The request:
Return every line of the items below that contains the word "with", treating uppercase and lowercase letters as different.

(Data extracted from a collection)

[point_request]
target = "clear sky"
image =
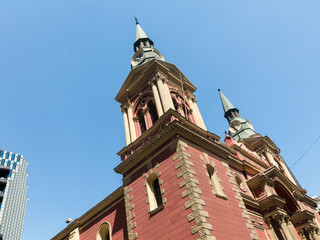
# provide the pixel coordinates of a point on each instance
(63, 62)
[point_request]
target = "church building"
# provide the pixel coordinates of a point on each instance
(181, 181)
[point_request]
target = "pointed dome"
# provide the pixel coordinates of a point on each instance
(140, 34)
(142, 39)
(227, 105)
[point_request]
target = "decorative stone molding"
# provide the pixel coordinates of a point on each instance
(153, 170)
(241, 204)
(130, 216)
(215, 182)
(74, 235)
(195, 202)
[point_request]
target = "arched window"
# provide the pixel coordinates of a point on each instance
(214, 180)
(154, 192)
(142, 123)
(104, 232)
(153, 112)
(291, 205)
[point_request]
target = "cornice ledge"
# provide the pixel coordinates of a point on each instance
(176, 127)
(273, 201)
(251, 157)
(250, 201)
(302, 216)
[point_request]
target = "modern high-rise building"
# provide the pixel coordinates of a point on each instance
(181, 181)
(14, 204)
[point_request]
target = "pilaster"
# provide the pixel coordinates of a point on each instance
(195, 202)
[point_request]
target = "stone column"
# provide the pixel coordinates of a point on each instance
(126, 125)
(156, 98)
(270, 229)
(270, 158)
(163, 94)
(284, 227)
(131, 124)
(292, 230)
(301, 234)
(166, 87)
(314, 234)
(74, 235)
(147, 118)
(285, 167)
(199, 114)
(194, 113)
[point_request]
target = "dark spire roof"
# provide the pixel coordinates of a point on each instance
(227, 105)
(141, 37)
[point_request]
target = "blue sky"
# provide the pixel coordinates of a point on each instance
(63, 62)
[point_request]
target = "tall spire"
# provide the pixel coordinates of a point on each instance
(140, 34)
(239, 128)
(142, 39)
(143, 47)
(226, 104)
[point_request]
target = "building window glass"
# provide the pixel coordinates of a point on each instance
(104, 232)
(153, 112)
(214, 180)
(142, 122)
(154, 192)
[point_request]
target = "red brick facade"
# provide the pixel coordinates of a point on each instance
(181, 182)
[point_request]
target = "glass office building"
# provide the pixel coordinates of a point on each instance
(13, 207)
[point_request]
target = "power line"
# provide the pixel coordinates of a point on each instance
(305, 152)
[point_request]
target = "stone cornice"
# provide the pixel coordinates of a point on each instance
(272, 202)
(250, 156)
(178, 127)
(90, 215)
(161, 121)
(302, 217)
(249, 201)
(146, 71)
(257, 142)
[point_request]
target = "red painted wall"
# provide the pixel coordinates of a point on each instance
(171, 222)
(115, 216)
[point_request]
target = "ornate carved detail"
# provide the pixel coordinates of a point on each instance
(195, 202)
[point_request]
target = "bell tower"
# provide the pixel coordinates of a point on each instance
(152, 88)
(175, 172)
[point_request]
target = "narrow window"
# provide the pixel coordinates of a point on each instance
(153, 112)
(154, 192)
(142, 122)
(104, 232)
(276, 229)
(214, 180)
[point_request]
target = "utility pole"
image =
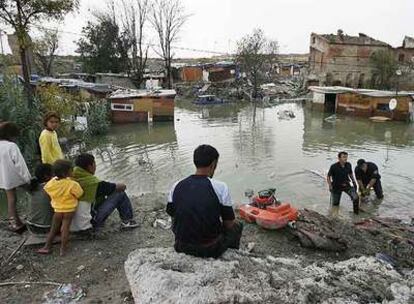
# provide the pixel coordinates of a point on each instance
(1, 42)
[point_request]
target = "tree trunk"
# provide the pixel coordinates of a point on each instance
(26, 76)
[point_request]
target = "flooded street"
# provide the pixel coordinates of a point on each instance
(287, 154)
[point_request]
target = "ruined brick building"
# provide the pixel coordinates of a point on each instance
(343, 60)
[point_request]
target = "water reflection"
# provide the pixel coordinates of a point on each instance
(290, 155)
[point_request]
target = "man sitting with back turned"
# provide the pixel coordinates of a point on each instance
(202, 210)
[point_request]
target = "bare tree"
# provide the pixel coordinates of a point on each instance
(135, 18)
(167, 18)
(255, 53)
(20, 14)
(44, 50)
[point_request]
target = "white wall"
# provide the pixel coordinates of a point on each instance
(318, 98)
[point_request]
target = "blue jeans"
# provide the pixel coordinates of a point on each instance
(336, 197)
(119, 201)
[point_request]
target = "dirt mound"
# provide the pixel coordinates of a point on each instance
(160, 275)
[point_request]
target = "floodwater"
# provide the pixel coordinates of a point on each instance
(290, 155)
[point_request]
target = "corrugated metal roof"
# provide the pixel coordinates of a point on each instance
(124, 94)
(365, 92)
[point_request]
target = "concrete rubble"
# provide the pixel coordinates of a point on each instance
(160, 275)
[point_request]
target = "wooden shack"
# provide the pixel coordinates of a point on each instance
(363, 103)
(129, 106)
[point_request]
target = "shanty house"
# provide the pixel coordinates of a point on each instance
(142, 106)
(364, 103)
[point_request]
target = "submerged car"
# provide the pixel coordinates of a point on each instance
(208, 99)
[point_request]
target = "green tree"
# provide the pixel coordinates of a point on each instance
(44, 50)
(21, 14)
(384, 66)
(103, 48)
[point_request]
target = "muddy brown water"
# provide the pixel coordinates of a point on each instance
(290, 155)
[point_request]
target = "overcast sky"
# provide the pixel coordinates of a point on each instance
(218, 24)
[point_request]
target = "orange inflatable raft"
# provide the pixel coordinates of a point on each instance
(273, 217)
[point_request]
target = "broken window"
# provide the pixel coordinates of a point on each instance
(122, 107)
(384, 107)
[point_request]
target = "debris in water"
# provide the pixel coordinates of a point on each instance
(64, 294)
(164, 224)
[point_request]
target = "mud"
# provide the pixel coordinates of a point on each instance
(97, 265)
(160, 275)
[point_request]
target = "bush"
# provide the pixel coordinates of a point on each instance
(14, 108)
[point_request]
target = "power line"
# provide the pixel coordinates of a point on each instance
(149, 44)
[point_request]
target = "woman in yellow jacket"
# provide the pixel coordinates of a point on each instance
(64, 193)
(48, 140)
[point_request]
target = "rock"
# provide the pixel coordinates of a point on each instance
(80, 268)
(160, 275)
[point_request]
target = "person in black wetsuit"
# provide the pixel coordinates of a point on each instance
(367, 176)
(201, 209)
(339, 177)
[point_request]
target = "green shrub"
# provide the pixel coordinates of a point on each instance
(14, 108)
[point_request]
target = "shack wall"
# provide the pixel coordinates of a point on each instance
(367, 106)
(191, 74)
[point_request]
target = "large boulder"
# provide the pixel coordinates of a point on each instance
(160, 275)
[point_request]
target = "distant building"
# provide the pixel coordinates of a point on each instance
(363, 102)
(142, 105)
(342, 60)
(114, 79)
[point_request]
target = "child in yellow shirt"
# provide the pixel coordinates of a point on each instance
(64, 193)
(48, 141)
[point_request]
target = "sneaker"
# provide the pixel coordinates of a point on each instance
(131, 224)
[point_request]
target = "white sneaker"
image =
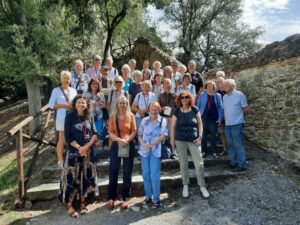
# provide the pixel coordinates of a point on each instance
(185, 192)
(204, 192)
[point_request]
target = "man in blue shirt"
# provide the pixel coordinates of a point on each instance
(235, 109)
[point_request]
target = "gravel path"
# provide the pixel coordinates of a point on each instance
(268, 194)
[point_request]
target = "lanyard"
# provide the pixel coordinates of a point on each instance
(209, 98)
(95, 102)
(66, 97)
(83, 127)
(146, 103)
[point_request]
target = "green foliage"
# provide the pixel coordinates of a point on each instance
(132, 27)
(211, 32)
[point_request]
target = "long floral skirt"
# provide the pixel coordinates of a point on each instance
(78, 178)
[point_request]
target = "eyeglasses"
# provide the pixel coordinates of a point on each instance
(185, 97)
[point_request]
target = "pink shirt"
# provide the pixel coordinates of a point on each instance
(94, 73)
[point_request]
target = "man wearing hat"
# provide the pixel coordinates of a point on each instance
(186, 85)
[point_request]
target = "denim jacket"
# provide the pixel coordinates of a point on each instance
(203, 100)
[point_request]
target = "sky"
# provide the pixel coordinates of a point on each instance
(279, 18)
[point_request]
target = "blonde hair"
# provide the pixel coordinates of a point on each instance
(125, 66)
(119, 78)
(64, 72)
(156, 62)
(135, 73)
(115, 111)
(147, 82)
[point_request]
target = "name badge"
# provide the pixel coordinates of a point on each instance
(167, 110)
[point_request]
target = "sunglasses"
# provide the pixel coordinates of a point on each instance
(185, 97)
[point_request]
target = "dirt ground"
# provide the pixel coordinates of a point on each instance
(268, 194)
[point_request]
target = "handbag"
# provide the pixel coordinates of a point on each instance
(123, 152)
(97, 143)
(166, 147)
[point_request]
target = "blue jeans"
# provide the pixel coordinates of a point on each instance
(209, 126)
(114, 167)
(138, 123)
(151, 175)
(235, 143)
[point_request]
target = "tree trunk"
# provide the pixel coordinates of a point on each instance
(35, 104)
(107, 43)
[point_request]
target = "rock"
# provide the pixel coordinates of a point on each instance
(135, 208)
(28, 205)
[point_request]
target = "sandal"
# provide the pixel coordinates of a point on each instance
(215, 155)
(155, 205)
(72, 213)
(147, 201)
(83, 209)
(223, 153)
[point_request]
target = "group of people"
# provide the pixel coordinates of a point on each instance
(147, 106)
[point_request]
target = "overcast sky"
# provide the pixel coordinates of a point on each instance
(279, 18)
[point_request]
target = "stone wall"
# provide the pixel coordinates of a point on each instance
(271, 81)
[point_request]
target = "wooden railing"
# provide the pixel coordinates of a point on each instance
(18, 131)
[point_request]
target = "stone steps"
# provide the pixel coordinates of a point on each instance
(53, 172)
(49, 189)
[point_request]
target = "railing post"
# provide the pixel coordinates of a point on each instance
(19, 145)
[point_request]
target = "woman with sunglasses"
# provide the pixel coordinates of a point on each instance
(122, 130)
(79, 175)
(115, 93)
(186, 134)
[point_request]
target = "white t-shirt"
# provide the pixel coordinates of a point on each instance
(144, 100)
(113, 73)
(57, 97)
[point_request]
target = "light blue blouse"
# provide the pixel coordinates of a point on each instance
(150, 132)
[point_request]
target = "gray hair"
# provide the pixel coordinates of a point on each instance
(147, 82)
(119, 78)
(192, 62)
(132, 60)
(221, 73)
(64, 72)
(231, 82)
(137, 72)
(125, 66)
(168, 80)
(115, 111)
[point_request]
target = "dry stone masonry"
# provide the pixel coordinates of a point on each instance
(271, 81)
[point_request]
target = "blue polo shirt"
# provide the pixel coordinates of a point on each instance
(233, 108)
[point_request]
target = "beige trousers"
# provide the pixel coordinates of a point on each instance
(182, 148)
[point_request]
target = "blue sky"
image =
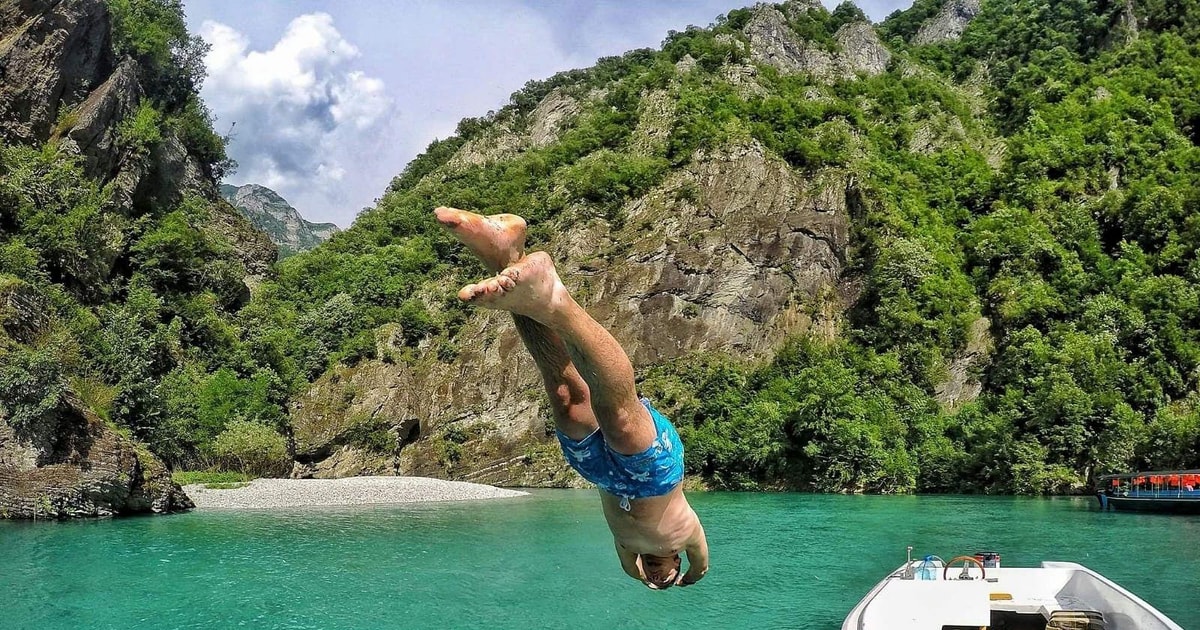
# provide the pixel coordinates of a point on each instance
(328, 100)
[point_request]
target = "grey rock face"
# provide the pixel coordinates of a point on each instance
(551, 117)
(81, 467)
(271, 214)
(773, 42)
(52, 55)
(961, 383)
(862, 49)
(94, 136)
(949, 23)
(755, 257)
(503, 141)
(60, 83)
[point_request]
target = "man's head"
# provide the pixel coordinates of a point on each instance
(660, 571)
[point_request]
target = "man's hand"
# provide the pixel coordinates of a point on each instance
(697, 559)
(629, 563)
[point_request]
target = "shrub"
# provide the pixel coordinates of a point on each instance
(31, 387)
(252, 449)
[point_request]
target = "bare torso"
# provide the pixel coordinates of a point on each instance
(660, 526)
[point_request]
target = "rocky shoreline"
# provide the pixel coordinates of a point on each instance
(264, 493)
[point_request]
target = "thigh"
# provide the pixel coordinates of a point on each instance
(630, 432)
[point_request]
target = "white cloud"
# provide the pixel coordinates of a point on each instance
(300, 114)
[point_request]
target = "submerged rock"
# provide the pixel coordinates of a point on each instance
(75, 465)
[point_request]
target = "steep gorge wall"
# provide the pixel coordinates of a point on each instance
(731, 253)
(61, 84)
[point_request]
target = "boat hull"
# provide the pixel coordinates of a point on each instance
(1161, 504)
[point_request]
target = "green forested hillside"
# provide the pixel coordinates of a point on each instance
(1029, 221)
(120, 275)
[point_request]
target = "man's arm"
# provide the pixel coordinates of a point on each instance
(629, 563)
(697, 558)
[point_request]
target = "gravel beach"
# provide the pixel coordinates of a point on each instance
(349, 491)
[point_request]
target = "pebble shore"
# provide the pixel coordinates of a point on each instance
(348, 491)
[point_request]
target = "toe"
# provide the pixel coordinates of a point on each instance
(448, 216)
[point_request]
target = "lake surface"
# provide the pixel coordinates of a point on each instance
(546, 561)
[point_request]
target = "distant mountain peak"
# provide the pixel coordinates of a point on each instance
(274, 215)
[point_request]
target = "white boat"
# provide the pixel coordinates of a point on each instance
(930, 594)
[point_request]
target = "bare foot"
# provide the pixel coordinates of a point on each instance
(498, 240)
(531, 287)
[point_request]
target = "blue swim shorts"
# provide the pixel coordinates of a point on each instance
(654, 472)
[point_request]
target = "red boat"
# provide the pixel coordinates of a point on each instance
(1169, 491)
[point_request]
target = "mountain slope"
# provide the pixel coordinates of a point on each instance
(271, 214)
(979, 247)
(119, 263)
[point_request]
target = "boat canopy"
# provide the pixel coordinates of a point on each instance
(1158, 478)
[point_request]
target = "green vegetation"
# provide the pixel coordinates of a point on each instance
(133, 310)
(1031, 189)
(210, 478)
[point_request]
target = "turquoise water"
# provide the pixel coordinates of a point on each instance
(546, 561)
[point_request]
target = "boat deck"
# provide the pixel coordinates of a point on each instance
(1008, 598)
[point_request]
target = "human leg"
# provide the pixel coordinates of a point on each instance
(498, 241)
(532, 288)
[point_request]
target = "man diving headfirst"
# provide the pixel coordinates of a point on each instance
(610, 436)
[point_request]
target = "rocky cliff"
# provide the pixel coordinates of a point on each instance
(733, 252)
(64, 88)
(274, 216)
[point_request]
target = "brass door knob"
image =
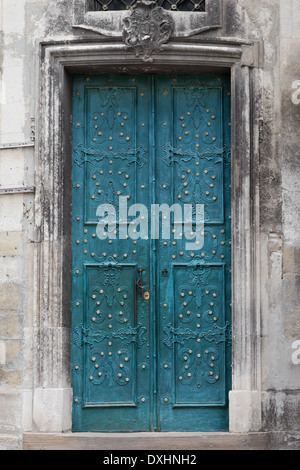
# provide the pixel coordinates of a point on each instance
(146, 296)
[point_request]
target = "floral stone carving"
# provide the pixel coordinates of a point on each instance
(147, 28)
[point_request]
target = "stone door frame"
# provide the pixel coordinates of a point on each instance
(52, 392)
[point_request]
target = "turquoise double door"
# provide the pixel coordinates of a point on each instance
(151, 288)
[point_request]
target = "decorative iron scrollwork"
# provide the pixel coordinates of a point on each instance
(147, 28)
(179, 335)
(91, 336)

Solution for this problem:
target = "man sitting with back turned"
target = "woman with sunglasses"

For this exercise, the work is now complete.